Problem:
Your task is to filter the entries and copy every line containing the string "green".

Data supplied:
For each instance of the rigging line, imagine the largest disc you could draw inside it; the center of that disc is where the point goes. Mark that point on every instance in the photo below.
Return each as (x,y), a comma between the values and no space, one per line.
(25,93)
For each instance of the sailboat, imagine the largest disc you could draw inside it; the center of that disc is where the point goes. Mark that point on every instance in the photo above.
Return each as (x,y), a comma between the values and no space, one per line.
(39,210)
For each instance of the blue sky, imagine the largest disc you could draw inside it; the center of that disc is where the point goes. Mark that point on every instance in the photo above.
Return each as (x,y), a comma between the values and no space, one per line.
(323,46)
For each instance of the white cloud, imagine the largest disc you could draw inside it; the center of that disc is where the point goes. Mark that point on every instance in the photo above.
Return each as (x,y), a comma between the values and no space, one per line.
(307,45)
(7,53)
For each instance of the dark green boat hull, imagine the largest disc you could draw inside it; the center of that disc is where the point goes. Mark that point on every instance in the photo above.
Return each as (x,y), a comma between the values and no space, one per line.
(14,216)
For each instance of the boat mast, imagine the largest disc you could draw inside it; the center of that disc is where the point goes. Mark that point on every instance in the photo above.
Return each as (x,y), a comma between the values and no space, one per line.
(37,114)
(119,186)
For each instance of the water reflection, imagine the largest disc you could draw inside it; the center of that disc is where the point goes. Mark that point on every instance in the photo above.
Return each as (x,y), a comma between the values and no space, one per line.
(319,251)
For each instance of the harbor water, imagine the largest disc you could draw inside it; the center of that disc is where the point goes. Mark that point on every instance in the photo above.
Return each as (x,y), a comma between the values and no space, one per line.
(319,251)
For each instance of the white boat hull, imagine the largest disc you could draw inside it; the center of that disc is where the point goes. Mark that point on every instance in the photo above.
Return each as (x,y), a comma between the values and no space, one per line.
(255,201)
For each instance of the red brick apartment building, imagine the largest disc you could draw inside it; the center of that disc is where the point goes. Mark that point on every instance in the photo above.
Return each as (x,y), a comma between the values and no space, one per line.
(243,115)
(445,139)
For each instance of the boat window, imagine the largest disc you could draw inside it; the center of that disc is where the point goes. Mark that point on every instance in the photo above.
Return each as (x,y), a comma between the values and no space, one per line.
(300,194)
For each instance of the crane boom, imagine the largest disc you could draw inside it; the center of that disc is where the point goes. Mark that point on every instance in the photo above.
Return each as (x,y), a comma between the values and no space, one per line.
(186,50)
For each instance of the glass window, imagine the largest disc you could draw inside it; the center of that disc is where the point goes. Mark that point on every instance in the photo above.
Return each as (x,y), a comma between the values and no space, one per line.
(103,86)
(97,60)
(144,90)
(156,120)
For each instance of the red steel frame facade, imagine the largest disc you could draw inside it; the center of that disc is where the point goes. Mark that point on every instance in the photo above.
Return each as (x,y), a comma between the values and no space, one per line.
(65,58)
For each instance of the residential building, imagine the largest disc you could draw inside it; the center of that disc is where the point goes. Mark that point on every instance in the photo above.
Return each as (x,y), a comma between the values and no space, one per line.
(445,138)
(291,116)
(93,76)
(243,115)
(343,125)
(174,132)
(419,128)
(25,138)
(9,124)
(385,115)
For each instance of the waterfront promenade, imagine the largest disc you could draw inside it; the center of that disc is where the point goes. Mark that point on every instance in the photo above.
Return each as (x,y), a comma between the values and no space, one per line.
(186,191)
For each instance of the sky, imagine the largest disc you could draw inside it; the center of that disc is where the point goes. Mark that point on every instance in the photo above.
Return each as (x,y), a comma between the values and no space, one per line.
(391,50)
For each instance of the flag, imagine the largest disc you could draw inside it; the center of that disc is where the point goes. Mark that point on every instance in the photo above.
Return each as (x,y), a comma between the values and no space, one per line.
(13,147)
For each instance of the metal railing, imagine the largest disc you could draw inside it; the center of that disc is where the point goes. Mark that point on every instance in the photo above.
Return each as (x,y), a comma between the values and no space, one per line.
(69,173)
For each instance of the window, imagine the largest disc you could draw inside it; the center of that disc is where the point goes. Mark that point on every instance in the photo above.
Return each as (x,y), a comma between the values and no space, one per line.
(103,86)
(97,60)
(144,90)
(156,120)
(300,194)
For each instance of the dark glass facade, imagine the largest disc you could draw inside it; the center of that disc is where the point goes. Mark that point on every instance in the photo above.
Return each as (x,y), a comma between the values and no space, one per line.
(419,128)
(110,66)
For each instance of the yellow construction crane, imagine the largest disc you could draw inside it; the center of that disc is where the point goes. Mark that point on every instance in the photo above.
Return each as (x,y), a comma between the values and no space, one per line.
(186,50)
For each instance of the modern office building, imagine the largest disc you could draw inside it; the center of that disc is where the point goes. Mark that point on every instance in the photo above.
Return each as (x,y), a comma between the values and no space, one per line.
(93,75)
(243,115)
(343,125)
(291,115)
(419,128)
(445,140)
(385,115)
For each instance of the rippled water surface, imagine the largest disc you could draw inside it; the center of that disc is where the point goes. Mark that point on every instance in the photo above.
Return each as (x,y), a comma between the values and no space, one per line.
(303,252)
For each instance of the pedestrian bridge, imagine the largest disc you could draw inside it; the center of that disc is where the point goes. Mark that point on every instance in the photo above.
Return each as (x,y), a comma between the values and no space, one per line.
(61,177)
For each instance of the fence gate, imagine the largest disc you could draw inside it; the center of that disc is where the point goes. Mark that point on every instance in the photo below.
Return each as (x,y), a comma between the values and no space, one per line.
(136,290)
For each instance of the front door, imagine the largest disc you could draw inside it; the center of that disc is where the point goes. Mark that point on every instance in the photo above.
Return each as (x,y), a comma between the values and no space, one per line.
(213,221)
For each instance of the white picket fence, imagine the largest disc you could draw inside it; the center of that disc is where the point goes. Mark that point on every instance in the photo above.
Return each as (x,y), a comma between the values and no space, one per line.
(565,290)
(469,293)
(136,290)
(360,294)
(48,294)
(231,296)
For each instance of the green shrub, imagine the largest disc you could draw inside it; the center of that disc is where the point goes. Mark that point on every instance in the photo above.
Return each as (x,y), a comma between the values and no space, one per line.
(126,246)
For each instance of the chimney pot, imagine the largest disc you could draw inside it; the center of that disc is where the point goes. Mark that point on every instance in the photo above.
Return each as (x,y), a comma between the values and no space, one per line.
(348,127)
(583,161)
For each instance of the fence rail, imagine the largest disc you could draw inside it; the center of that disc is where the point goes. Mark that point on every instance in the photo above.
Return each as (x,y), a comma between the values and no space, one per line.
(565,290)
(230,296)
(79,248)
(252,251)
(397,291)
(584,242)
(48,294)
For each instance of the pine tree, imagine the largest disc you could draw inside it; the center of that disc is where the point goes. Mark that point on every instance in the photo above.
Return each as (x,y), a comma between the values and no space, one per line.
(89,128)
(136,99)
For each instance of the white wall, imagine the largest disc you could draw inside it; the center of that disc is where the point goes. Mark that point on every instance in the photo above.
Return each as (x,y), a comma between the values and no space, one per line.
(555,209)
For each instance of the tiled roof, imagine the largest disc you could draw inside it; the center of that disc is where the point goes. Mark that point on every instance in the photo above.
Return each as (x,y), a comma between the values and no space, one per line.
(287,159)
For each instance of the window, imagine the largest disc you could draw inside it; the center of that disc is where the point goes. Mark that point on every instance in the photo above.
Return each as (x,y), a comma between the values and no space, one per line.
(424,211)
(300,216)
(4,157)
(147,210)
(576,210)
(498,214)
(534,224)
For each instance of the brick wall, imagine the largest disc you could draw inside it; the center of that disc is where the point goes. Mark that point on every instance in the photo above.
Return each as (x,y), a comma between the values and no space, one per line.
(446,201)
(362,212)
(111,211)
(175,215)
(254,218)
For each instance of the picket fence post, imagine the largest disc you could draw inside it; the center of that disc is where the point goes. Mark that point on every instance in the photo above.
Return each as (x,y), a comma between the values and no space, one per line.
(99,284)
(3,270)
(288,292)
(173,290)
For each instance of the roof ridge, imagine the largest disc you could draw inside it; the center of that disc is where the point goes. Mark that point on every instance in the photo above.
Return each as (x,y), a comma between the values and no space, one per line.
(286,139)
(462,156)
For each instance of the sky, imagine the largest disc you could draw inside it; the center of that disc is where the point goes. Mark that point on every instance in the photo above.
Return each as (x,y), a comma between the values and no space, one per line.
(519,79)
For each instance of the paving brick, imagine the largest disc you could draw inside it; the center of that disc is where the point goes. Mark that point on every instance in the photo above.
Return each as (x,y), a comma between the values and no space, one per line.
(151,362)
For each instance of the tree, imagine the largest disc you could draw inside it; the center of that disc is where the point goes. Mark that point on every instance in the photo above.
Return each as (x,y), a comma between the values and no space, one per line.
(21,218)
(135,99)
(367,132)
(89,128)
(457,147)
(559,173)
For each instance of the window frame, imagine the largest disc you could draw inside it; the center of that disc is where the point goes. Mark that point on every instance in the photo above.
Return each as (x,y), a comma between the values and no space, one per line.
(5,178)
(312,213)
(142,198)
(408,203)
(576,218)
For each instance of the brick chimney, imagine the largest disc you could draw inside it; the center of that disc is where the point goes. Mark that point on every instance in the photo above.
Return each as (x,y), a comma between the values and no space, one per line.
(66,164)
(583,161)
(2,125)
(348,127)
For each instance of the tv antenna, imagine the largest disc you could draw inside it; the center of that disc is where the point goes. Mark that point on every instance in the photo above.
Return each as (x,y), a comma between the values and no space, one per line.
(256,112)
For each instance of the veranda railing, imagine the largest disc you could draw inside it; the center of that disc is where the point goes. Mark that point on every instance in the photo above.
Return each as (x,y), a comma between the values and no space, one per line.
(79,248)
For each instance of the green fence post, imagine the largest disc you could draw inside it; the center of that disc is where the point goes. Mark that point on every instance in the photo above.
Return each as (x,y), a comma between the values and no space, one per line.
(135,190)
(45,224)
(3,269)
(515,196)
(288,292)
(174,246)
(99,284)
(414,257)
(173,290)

Reply to the task:
For each instance of the dark green boat hull, imagine the largest disc you could draw inside it; the center of that disc is where the point goes. Mark that point on every instance in the photo above.
For each instance of the green shrub, imagine the largest disc you could draw inside it; the center of that disc is where the point goes. Mark that point on every instance in the photo above.
For each instance of the green fence post, imagine the largest disc you could draw inside it; the center of that disc is where the point goes. Mark that point on every instance in the photo above.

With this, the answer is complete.